If you are from… the Caucasus

There are two airports that offer comparably cheap connections to Europe: Kutaisi and Baku, both of which are operated by Wizz Air. For example, flights from Kutaisi to Greece, Cyprus and Germany start at just 9 euros.

If you are from… Ukraine

Wizz Air currently runs flights from three airports in Ukraine: Lviv, Kyiv and Kharkiv. From neighbouring Polish cities (Rzeszów, Lublin, Warsaw) you can also fly with Ryanair, Wizz Air and Norwegian. For example, from Warsaw you can fly one way to 10 countries for no more than 10 euros.

If you are from… Belarus

Despite the lack of presence of low cost airlines in the Republic of Belarus, there are many options you could consider in the neighbouring countries. With Wizz Air, Ryanair and Norwegian you can fly from Vilnius, Kaunas, Olsztyn and Warsaw. For example, for 10 euros you can jump on a plane from Vilnius to Germany, Poland and Sweden.

Given data —
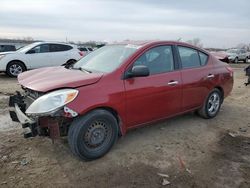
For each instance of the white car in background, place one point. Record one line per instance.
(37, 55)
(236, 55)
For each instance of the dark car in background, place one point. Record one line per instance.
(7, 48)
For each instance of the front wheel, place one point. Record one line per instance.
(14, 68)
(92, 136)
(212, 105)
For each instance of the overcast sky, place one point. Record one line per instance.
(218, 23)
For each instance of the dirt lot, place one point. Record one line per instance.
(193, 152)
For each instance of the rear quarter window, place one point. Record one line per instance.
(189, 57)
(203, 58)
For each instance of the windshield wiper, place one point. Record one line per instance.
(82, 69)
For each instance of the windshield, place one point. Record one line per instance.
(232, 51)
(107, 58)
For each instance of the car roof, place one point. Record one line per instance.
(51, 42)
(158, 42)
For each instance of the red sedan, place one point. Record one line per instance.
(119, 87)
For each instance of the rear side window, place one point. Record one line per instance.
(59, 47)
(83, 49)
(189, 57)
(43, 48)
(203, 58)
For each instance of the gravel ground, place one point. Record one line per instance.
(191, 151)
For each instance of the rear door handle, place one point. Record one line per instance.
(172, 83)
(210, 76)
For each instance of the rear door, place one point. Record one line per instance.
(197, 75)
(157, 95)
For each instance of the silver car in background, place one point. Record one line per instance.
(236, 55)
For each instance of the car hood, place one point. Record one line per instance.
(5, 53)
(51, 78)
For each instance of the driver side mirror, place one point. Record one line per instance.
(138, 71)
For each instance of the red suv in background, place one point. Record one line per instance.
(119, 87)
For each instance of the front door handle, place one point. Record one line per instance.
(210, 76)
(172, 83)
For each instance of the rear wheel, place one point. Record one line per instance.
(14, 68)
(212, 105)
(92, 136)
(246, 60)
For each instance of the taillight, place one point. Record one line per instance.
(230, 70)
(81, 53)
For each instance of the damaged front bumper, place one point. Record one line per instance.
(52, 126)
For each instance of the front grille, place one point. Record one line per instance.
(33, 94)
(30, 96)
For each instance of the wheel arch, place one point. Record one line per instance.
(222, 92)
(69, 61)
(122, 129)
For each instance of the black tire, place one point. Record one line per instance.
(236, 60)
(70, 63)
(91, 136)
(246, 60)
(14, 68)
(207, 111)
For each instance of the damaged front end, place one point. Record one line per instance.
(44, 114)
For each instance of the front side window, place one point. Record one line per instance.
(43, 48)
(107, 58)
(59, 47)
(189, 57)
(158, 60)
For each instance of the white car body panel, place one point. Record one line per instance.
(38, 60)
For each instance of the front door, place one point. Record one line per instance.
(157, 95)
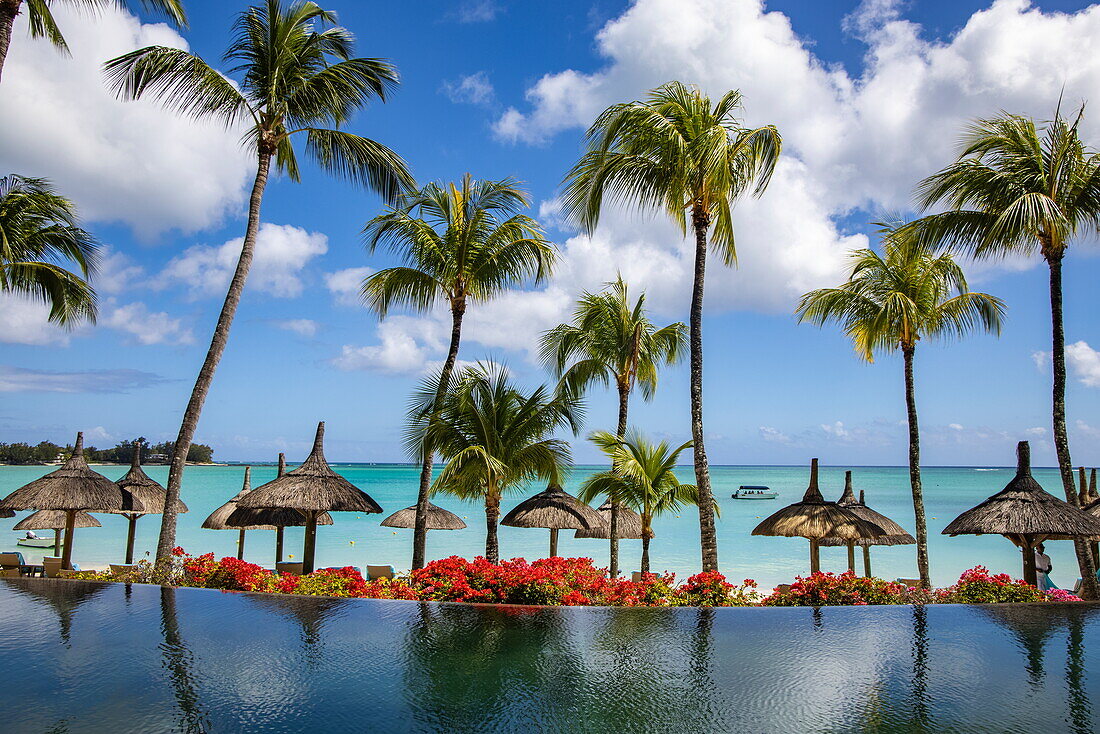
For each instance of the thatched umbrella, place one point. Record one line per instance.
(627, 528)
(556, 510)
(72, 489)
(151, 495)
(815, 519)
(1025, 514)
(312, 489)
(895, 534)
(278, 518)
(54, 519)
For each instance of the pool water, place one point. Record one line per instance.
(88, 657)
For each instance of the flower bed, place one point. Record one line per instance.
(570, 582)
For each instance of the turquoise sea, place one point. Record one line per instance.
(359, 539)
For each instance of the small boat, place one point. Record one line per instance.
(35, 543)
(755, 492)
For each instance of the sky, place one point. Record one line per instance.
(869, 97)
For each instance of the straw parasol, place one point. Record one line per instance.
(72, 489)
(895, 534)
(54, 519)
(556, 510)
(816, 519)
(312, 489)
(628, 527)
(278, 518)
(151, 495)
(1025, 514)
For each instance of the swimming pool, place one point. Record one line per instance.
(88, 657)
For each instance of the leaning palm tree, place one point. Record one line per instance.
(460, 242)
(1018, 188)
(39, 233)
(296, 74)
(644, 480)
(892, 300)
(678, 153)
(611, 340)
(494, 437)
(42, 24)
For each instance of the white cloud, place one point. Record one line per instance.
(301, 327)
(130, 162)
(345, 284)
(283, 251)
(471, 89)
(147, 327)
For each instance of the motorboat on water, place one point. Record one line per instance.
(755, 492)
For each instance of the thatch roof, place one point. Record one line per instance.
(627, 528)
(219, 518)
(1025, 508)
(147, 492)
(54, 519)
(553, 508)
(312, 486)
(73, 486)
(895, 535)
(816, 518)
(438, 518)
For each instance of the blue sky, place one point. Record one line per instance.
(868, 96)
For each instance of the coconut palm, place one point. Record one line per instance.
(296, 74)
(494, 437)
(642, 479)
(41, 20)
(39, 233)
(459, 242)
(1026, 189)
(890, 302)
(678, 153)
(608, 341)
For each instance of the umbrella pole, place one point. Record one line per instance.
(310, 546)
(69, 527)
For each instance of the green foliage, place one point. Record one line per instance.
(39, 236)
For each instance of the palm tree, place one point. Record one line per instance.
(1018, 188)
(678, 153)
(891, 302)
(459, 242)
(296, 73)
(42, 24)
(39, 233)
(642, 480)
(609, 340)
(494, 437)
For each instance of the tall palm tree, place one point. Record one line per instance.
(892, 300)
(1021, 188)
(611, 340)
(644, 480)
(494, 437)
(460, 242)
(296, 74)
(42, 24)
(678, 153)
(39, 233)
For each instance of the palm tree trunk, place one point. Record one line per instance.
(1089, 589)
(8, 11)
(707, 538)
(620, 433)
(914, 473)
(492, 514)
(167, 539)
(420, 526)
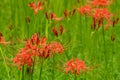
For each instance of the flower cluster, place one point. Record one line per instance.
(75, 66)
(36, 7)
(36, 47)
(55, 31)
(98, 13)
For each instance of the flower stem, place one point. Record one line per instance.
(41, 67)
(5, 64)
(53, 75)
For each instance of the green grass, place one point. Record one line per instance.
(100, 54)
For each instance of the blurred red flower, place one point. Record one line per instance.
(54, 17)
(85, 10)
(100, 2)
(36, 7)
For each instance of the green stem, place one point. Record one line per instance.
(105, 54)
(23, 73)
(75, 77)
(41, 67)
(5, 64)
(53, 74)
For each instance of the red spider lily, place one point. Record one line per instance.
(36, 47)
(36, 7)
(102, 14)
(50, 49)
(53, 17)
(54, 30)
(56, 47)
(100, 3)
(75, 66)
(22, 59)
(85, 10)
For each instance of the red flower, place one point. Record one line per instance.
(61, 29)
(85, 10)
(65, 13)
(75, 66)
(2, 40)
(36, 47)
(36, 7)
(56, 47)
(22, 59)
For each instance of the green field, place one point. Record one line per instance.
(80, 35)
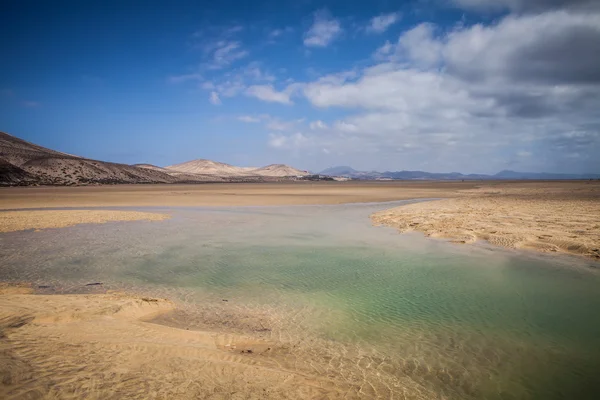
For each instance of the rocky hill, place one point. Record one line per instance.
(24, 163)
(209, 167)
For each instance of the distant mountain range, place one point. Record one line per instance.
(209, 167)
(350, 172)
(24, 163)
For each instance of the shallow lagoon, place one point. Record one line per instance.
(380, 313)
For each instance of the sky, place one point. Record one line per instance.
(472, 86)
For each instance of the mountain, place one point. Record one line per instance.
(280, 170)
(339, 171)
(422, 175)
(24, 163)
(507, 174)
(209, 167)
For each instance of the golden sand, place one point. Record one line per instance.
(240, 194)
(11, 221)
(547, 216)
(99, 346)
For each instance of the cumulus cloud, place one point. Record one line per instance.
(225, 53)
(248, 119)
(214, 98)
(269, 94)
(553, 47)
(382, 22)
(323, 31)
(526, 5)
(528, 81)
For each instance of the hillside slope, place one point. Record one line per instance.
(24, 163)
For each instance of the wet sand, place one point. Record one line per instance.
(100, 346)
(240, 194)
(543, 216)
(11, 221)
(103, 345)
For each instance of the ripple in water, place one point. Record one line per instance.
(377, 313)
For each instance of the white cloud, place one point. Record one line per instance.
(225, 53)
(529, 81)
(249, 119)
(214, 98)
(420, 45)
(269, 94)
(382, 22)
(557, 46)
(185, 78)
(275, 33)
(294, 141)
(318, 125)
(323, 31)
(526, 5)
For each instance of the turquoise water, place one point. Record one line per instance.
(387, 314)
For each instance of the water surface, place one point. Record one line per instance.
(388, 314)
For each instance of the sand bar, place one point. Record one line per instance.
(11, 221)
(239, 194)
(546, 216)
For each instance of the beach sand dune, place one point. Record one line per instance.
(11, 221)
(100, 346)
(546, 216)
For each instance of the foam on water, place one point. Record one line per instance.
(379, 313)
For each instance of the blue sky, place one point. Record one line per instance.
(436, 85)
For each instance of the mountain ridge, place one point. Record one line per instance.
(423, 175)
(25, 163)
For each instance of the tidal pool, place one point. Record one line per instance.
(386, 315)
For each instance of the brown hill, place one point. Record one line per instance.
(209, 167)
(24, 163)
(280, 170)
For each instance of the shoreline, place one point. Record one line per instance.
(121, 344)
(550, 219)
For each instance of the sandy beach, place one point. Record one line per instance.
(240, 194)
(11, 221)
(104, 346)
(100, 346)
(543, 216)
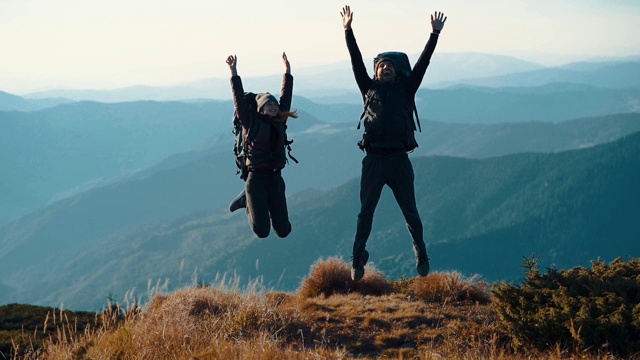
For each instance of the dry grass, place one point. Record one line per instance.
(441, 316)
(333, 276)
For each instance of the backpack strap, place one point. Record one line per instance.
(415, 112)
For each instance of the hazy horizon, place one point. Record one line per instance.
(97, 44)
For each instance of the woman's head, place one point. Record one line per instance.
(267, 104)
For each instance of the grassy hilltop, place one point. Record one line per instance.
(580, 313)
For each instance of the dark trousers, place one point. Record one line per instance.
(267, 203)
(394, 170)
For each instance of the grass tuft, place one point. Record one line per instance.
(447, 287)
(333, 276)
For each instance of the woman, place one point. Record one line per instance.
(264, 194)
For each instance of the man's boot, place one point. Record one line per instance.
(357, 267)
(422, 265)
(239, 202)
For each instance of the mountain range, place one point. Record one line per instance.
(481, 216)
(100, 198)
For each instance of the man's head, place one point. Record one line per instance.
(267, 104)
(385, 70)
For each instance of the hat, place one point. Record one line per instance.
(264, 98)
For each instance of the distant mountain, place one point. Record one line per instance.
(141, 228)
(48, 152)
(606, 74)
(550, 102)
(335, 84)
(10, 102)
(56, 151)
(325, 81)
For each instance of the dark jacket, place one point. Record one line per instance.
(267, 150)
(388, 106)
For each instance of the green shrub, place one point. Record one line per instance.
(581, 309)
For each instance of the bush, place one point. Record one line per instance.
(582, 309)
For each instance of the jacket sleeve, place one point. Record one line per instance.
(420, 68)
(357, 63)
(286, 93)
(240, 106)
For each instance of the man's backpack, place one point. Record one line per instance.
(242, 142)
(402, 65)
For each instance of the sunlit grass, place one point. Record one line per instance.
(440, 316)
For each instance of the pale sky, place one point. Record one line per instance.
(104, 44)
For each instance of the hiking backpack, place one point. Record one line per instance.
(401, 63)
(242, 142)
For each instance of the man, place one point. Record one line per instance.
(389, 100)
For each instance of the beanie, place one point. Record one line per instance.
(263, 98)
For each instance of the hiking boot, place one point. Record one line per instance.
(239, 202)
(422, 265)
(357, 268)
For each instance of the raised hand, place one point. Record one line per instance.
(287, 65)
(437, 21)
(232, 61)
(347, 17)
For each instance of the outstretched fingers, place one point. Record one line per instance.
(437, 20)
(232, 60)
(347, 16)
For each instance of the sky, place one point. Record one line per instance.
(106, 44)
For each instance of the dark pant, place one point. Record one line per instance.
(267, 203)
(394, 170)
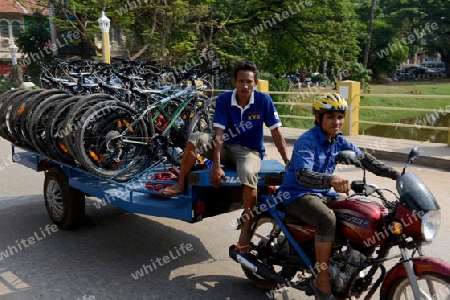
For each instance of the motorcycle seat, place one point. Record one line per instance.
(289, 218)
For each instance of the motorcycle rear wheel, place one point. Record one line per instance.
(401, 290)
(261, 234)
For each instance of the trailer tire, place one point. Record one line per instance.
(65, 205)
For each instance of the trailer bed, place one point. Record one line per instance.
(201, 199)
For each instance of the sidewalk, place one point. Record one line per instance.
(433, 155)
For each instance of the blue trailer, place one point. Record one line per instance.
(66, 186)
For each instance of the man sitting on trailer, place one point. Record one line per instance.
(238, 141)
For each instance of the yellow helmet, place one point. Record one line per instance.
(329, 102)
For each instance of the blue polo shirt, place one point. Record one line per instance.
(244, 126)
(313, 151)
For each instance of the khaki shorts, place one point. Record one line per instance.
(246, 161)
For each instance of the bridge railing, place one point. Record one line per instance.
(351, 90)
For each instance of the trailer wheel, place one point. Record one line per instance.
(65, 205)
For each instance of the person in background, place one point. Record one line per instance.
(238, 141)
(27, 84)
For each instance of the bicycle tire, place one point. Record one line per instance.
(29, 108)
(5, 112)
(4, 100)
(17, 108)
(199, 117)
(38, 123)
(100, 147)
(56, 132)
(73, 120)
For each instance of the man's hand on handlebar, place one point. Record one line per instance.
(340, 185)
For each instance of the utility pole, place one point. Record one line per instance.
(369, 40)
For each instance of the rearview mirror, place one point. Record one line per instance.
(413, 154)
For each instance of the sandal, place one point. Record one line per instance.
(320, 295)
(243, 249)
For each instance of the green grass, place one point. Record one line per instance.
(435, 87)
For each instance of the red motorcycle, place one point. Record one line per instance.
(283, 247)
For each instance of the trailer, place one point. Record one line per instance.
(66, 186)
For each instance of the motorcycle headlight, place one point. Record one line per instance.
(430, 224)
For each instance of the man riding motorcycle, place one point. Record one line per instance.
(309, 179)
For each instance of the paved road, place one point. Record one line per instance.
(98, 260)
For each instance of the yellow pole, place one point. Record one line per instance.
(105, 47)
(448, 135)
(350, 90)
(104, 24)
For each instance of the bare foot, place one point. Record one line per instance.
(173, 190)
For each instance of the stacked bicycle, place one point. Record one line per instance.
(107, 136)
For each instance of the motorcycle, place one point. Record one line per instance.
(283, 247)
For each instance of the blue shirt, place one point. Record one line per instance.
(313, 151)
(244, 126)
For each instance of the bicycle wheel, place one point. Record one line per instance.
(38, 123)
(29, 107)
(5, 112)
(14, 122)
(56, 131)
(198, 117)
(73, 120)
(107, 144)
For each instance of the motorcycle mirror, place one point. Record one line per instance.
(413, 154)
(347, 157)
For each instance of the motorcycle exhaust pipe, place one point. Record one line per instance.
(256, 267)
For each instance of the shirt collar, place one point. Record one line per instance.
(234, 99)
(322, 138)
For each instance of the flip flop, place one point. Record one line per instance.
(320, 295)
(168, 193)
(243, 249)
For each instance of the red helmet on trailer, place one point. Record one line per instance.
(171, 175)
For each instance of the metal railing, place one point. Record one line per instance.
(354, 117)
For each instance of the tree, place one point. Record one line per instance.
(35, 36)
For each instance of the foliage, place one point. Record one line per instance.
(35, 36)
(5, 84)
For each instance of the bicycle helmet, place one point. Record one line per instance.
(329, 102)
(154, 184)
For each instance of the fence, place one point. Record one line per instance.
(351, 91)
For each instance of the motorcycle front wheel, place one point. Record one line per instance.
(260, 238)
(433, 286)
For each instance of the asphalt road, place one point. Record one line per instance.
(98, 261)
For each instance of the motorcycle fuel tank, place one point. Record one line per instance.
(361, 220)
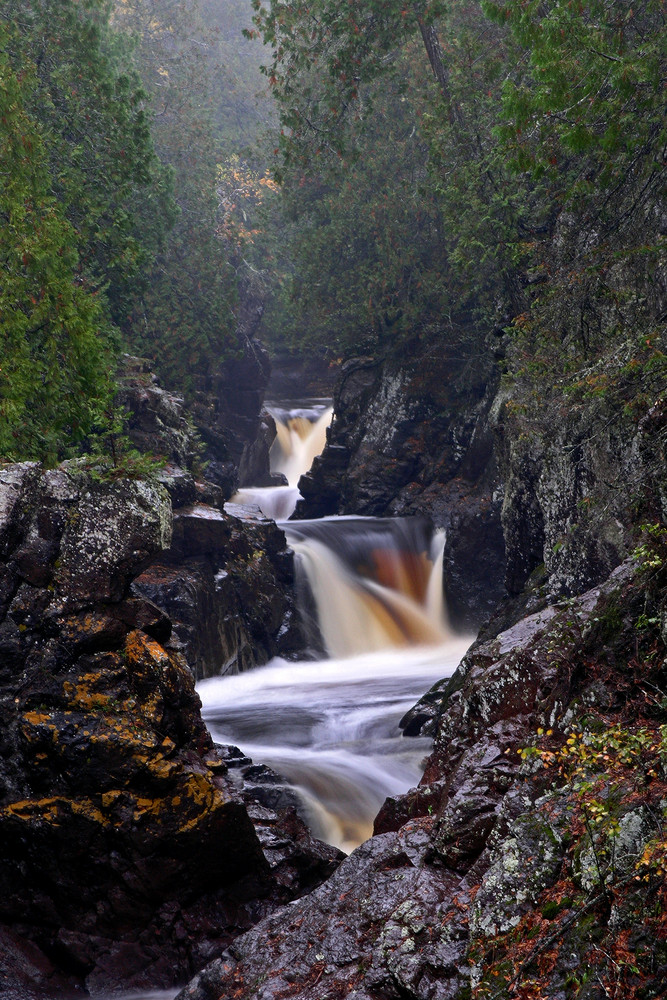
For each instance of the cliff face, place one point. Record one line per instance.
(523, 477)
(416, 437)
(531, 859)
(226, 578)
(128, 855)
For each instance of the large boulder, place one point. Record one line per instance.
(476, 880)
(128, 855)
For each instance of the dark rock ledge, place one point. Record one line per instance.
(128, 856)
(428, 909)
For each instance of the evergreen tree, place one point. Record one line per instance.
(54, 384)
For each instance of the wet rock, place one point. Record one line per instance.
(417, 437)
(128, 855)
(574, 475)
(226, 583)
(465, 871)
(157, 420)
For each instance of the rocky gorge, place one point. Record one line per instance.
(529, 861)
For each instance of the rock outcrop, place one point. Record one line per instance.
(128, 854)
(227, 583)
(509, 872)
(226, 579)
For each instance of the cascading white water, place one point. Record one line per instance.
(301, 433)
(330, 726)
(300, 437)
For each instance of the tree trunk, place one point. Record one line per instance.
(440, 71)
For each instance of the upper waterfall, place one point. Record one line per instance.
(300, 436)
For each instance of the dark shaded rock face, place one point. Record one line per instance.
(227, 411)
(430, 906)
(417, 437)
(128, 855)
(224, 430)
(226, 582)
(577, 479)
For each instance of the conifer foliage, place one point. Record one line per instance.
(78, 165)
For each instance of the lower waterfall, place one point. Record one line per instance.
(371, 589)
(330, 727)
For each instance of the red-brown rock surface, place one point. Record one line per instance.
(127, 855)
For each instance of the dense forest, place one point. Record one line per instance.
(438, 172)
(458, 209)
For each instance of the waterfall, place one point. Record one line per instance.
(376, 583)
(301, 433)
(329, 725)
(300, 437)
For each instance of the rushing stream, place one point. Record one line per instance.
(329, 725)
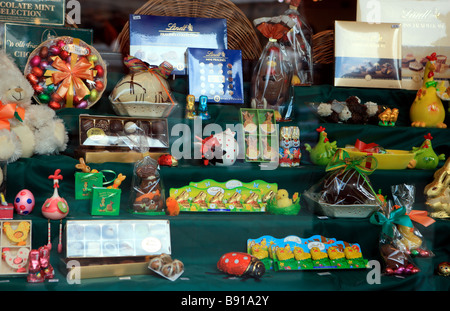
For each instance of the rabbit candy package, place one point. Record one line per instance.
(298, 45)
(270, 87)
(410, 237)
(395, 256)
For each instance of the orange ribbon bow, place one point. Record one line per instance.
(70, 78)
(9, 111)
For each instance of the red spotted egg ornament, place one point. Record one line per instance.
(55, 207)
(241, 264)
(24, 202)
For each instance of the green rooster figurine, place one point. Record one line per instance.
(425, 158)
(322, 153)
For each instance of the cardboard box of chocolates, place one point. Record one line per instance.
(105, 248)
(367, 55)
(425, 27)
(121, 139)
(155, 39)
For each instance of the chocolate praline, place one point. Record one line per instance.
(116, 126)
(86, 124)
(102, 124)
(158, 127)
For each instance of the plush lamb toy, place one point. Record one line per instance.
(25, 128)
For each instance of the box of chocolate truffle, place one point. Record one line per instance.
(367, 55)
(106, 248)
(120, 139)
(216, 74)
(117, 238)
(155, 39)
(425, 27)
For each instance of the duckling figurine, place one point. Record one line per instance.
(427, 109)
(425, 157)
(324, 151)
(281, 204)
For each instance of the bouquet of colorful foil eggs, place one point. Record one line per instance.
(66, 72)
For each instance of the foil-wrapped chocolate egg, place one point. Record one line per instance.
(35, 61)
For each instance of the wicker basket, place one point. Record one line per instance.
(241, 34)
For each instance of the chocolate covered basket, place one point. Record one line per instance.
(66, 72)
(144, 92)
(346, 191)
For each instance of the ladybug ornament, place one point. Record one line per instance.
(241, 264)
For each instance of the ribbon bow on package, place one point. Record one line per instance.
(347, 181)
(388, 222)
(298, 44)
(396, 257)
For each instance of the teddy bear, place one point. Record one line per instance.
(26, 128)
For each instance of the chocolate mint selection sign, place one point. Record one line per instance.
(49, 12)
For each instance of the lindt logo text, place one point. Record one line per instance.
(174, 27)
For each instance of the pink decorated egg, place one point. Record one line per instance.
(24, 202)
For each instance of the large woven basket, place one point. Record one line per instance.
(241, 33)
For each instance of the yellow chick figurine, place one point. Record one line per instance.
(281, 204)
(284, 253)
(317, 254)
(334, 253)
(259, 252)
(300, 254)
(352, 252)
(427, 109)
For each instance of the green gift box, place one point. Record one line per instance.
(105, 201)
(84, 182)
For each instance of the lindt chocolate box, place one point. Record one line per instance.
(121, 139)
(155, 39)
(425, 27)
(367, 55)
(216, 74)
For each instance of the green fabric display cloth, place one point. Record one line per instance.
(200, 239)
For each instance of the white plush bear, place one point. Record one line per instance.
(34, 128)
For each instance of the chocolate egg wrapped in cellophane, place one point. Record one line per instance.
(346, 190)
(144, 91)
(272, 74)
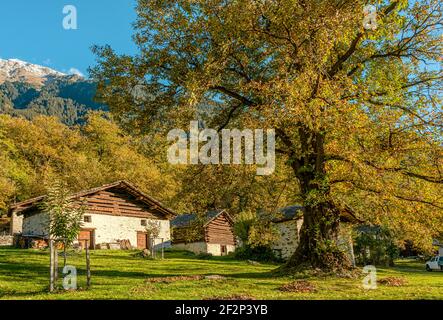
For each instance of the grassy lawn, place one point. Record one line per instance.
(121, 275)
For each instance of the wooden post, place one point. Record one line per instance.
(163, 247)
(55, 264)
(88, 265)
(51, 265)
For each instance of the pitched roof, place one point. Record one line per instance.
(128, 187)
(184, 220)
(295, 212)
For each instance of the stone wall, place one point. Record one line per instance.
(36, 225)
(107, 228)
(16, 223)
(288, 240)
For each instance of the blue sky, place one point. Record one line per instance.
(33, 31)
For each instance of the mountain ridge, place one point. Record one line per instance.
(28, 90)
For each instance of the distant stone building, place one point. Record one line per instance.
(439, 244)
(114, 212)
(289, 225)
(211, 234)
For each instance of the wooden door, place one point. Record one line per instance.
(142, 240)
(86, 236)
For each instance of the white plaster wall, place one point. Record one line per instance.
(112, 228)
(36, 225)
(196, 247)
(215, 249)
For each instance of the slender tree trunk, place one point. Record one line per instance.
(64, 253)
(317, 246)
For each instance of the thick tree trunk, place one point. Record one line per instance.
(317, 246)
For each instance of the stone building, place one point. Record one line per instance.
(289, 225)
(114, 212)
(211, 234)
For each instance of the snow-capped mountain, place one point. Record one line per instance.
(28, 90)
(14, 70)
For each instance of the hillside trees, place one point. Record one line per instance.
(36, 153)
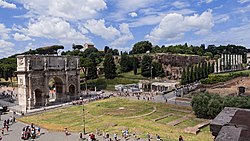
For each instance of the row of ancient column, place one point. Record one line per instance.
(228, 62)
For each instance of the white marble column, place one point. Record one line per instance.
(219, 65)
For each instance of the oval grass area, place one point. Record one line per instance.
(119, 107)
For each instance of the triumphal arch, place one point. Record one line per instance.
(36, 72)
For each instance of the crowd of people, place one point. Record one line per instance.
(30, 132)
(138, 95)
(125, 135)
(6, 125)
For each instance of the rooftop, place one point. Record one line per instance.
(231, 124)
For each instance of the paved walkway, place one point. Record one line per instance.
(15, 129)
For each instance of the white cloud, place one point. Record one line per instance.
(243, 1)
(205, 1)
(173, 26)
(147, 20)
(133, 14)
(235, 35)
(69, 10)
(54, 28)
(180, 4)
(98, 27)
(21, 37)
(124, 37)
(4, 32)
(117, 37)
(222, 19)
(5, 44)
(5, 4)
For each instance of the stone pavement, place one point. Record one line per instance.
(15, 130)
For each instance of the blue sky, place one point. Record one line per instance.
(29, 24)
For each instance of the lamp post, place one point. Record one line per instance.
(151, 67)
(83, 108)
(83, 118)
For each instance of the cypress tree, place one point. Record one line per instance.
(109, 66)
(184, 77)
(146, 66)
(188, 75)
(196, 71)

Directive 1 — In the page excerpt on low-cost flights, which departure cities does it give for travelers from Belarus?
Directive 2 — According to the page excerpt on low-cost flights, what is the lowest starting fare for flights from Kutaisi to Greece, Cyprus and Germany?
Directive 3 — Carry the page excerpt on low-cost flights forward from the point where it stops.

Answer 1 — Vilnius, Kaunas, Olsztyn, Warsaw

Answer 2 — 9 euros

Answer 3 —
If you are from… the Republic of Moldova

The only low-cost airline that operates in Moldova is Wizz Air, flying from Chisinau. However, the Romanian cities of Bucharest, Iași and Suceava offer many connections operated by Ryanair and Wizz Air. For example, travelling to Bucharest would reward you with 10-euro flights to Italy, Israel, Greece, Cyprus and Belgium.

Travelling is the only thing you buy that makes you richer. This time of year is not only one of the cheapest when it comes to flight tickets, it is also a perfect time to plan your travels for the whole of 2018, which has been officially launched by EU as The European Year of Cultural Heritage (EYCH 2018) – a year full of exciting events, celebrations and activities all over the EU.